Data to use:
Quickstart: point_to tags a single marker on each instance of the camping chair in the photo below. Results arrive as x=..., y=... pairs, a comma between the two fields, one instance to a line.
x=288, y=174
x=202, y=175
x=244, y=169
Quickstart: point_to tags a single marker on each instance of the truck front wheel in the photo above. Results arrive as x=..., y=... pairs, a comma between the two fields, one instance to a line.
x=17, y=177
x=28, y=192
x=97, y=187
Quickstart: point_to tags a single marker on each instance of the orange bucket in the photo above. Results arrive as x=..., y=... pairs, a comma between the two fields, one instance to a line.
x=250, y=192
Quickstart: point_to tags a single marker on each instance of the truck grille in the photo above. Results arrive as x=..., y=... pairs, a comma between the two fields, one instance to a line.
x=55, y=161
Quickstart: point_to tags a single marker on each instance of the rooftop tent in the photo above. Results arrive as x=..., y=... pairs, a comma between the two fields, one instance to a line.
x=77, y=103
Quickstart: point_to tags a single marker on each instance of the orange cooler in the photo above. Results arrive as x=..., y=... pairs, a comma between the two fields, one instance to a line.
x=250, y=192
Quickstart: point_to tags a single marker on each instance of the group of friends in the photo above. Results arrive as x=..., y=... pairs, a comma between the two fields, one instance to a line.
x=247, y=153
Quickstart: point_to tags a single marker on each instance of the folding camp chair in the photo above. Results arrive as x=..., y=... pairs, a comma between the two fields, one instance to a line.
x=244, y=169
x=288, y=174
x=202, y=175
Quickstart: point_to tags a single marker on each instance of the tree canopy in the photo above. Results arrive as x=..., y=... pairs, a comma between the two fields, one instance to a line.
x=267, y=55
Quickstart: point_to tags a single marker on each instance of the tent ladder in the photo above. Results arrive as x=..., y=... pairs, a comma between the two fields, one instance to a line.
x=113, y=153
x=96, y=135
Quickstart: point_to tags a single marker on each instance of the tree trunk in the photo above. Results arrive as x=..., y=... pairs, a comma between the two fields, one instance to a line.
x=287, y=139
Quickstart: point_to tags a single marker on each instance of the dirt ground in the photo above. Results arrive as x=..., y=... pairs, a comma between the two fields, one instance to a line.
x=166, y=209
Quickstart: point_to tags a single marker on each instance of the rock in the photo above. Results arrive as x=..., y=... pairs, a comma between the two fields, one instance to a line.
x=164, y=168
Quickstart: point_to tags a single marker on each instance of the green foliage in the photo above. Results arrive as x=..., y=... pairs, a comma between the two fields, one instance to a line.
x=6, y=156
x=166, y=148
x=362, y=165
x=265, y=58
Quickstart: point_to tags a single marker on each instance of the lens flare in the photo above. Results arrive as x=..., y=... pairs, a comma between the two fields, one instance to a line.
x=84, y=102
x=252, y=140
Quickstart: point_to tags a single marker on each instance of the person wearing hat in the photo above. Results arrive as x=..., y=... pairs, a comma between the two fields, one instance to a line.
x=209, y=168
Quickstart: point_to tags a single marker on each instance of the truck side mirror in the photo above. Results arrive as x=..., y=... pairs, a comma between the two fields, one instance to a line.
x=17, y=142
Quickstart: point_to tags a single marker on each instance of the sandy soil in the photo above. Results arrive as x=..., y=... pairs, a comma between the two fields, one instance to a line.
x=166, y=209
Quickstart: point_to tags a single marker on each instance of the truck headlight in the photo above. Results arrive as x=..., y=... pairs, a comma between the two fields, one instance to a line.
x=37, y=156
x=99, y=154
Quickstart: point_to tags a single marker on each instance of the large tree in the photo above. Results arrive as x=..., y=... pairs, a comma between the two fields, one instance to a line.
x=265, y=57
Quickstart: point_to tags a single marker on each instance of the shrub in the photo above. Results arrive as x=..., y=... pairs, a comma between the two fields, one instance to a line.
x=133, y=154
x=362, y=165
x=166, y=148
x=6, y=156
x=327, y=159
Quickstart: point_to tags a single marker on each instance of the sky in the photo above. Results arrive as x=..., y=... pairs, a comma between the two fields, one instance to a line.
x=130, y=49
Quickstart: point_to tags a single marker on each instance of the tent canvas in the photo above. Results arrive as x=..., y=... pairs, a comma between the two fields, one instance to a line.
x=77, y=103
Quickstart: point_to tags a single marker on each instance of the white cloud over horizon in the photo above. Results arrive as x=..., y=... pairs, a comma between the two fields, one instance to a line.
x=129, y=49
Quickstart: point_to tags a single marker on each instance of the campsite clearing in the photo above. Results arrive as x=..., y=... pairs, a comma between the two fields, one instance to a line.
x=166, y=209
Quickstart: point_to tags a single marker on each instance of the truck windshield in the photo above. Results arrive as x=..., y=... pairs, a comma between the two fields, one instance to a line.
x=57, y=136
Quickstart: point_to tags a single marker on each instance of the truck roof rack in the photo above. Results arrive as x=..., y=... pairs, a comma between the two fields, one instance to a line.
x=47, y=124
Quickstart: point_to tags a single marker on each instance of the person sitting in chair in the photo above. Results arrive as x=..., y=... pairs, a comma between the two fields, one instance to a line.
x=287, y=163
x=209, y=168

Task objective:
Take the entries above and write them out again unchanged.

Written response:
Quickstart: point_to tags a single marker on each instance of the camping chair in the photo below. Results arrive as x=..., y=... pairs, a comma between the two fields, one instance to a line.
x=288, y=174
x=202, y=175
x=244, y=169
Quickstart: point_to tags a single marker on each instance of the truck front wheel in the photo above. Results arrive as x=..., y=... pairs, a comma between the two fields, one instance to a line.
x=17, y=177
x=28, y=192
x=97, y=187
Quickstart: point_to tags a single marker on each instance of the orange bucket in the photo above. Results arrive as x=..., y=... pairs, a comma between the two fields, one instance to a line.
x=250, y=192
Quickstart: point_to tags a single marker on each instance of the truck grille in the photo above. Results arrive as x=..., y=... pairs, a comma between the two fields, one instance to a line.
x=55, y=161
Quickstart: point_to tags a single marker on each instance of the rooftop tent in the photo above. Results arrive as x=..., y=... pairs, a comma between the two fields, one instance to a line.
x=77, y=103
Quickstart: point_to tags a single marker on each instance of the orange cooler in the photo above. Results arrive as x=..., y=... pairs, a comma between the two fields, one instance to a line.
x=250, y=192
Quickstart: point_to tags a single marker on each instance of the group of friends in the photo above. Results arrive as x=..., y=... pairs, a comma between the two fields, one instance to a line.
x=247, y=153
Quickstart: point_to tags a single marker on each instance of the folding camp chair in the photo above. Results arrive as x=..., y=... pairs, a comma between the two fields, one instance to a line.
x=244, y=169
x=288, y=174
x=202, y=175
Quickstart: point_to tags a single marker on each instance of the tree canopy in the photo above. Results arrive as x=..., y=... pairs, a comma between the two fields, one instance to a line.
x=267, y=55
Quickstart: point_to tags a single marker on each instance of the tent ladder in the photo above. Results arrive as x=..., y=... pairs, a comma between the two fields, one instance to a line.
x=113, y=153
x=96, y=135
Quickstart: point_to tags a single marker on each instance of the tree trunk in the photo above. Results arrive as x=..., y=... pairs, a comma between the two fields, one instance to a line.
x=287, y=139
Quickstart: point_to tags a single marker on each instance of the dirt ground in the photo above. Results arrive as x=..., y=... pairs, a comma between the two fields, one instance to a line.
x=166, y=209
Quickstart: point_to tags a single marker on each instance of the rock in the photo above. Results arrive as x=..., y=... pairs, a comma between the two fields, one instance to a line.
x=164, y=168
Quickstart: point_to tags a single marker on each instance of the green foliage in the photo above. Results arrive as x=..., y=... pairs, a comma between the two fields, one instance to a line.
x=6, y=156
x=166, y=148
x=362, y=165
x=265, y=58
Quickstart: point_to tags a single marker on each instance of the lens flare in the photo above. Results arrive as x=..., y=... pairs, a comma between the two fields, one instance to a line.
x=84, y=102
x=252, y=140
Quickstart: point_to tags a single marker on each instance of the person wearing hat in the photo above. Results arrive as x=..., y=... pairs, a comma between the two fields, one instance to a line.
x=209, y=168
Quickstart: point_to tags a single marker on each instance of the truck side mirror in the photo above. Results arrive as x=..., y=... pairs, a comma between the two fields, one instance to a line.
x=17, y=142
Quickstart: point_to tags a single marker on each instance of the sandy soil in the photo above. Results arrive as x=..., y=... pairs, a comma between the two fields, one instance to a line.
x=166, y=209
Quickstart: point_to tags a single marker on each instance of the truck headlight in the photo above. Results arrive as x=..., y=... pairs, a comma between the two fields, one instance to a line.
x=37, y=156
x=99, y=154
Quickstart: point_to tags a single marker on each instance of the large tree in the photo above. Results arrive as x=..., y=... pairs, a comma between the two fields, one instance to a line.
x=265, y=57
Quickstart: point_to tags a single marker on each instance of the shrub in the photo above. Results arrive as x=..., y=... pairs, a comma between the two fields, one instance to a line.
x=133, y=154
x=362, y=165
x=166, y=148
x=6, y=156
x=327, y=159
Quickstart: point_to tags a single marker on each instance of the sky in the photo above. Results arrive as x=..., y=... pairs, a comma between the two fields, one instance to a line.
x=130, y=49
Quickstart: point_to tags a single marker on each instance of the tent canvas in the photo above. Results arrive as x=..., y=... pairs, a comma between the two fields, one instance to a line.
x=77, y=103
Quickstart: point_to tags a single marker on each instance of the white cloud over horizon in the photo above. Results arrive as x=..., y=... pairs, a comma between the two fields, one instance to a line.
x=129, y=49
Quickstart: point_to tags a single marker on each instance of the campsite clearing in the photo above. Results arrive as x=..., y=... pairs, a comma between the two fields, one instance to a line.
x=166, y=209
Quickstart: point_to tags a single marker on each instance of the truck windshield in the photo above. Results arrive as x=..., y=... pairs, a comma between the two fields, one instance to a line.
x=57, y=136
Quickstart: point_to tags a single marker on each instance of the truck roof rack in the photo above. Results arrive as x=..., y=... pairs, a comma between the two fields, one instance to a line.
x=47, y=124
Quickstart: point_to tags a single marker on each instance of the person sitting in chair in the photo above. Results arrive as x=..., y=... pairs, a comma between the two fields, one instance to a line.
x=287, y=163
x=209, y=168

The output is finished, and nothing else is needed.